▶ _Recorded data_:

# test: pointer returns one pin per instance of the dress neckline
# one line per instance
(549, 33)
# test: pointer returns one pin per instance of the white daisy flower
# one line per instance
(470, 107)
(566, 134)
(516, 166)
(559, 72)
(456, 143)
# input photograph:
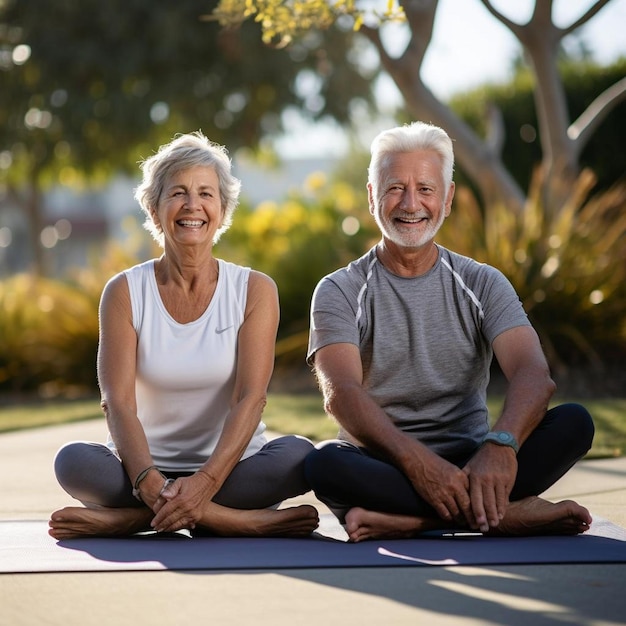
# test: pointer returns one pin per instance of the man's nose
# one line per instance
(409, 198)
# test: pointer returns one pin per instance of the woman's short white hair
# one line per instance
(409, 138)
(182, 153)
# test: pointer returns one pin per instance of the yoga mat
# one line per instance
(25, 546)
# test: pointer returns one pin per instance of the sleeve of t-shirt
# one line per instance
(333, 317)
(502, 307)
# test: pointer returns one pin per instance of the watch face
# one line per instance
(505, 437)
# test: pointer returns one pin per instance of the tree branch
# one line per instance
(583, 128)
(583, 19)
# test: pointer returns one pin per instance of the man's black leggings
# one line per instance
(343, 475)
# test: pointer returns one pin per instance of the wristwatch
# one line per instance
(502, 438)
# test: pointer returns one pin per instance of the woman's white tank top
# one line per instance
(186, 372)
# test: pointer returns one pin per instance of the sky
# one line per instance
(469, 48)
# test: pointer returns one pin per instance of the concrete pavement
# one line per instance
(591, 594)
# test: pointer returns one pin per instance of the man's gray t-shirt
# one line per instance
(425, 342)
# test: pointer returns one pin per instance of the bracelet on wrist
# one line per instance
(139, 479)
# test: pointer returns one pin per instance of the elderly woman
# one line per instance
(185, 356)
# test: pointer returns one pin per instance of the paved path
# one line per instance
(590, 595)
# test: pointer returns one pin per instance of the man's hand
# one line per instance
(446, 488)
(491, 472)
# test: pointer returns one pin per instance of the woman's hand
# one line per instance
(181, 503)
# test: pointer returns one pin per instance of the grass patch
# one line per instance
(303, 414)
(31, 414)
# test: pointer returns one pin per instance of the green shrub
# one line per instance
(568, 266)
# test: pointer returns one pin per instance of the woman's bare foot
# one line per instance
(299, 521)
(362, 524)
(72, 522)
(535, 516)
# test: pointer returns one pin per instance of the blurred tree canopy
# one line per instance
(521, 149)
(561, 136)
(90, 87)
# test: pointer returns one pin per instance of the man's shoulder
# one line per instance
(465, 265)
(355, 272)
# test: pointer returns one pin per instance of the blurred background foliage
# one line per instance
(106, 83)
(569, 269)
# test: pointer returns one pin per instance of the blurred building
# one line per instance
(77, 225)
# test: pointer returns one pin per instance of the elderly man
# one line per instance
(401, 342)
==
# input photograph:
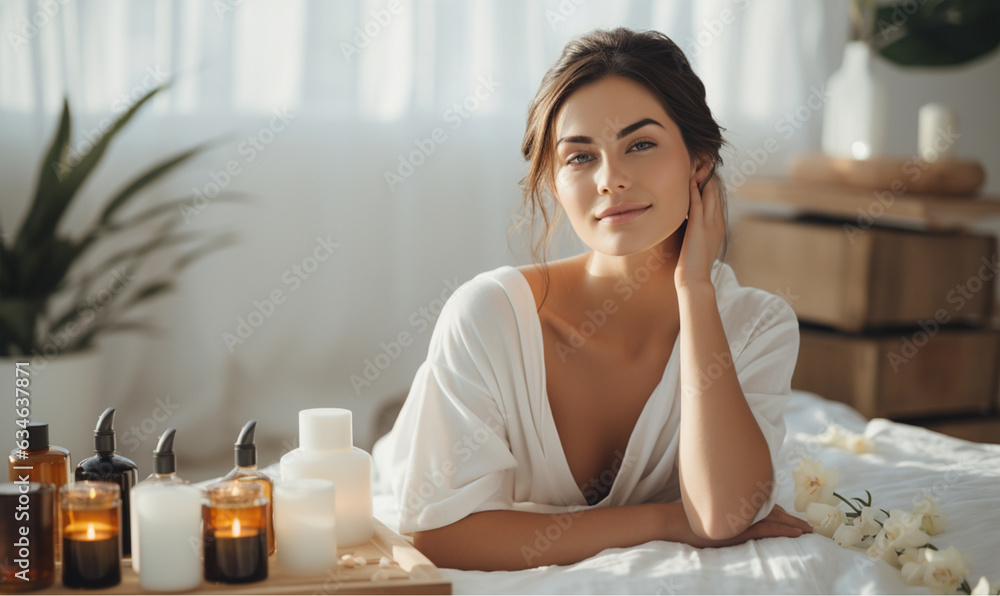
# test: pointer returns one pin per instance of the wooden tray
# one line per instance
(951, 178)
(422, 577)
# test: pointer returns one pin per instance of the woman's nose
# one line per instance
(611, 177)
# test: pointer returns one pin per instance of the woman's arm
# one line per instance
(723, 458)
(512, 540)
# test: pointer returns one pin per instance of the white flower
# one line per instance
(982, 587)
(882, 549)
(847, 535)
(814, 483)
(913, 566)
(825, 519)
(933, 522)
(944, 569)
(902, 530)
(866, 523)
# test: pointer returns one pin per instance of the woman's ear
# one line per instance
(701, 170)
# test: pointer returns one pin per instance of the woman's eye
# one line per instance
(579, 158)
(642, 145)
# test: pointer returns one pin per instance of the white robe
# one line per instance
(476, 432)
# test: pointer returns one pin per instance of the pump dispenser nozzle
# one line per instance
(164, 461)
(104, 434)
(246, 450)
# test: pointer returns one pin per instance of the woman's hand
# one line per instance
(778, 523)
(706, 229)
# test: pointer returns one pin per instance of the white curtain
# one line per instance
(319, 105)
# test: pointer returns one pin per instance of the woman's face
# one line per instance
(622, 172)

▶ _Task statement_: List the lines of the material in which the word "flower" occurs.

▶ _Response_:
# test: pointer returns one pin per instance of the white daisy flower
# test: pointer returns one pin per instance of the white flower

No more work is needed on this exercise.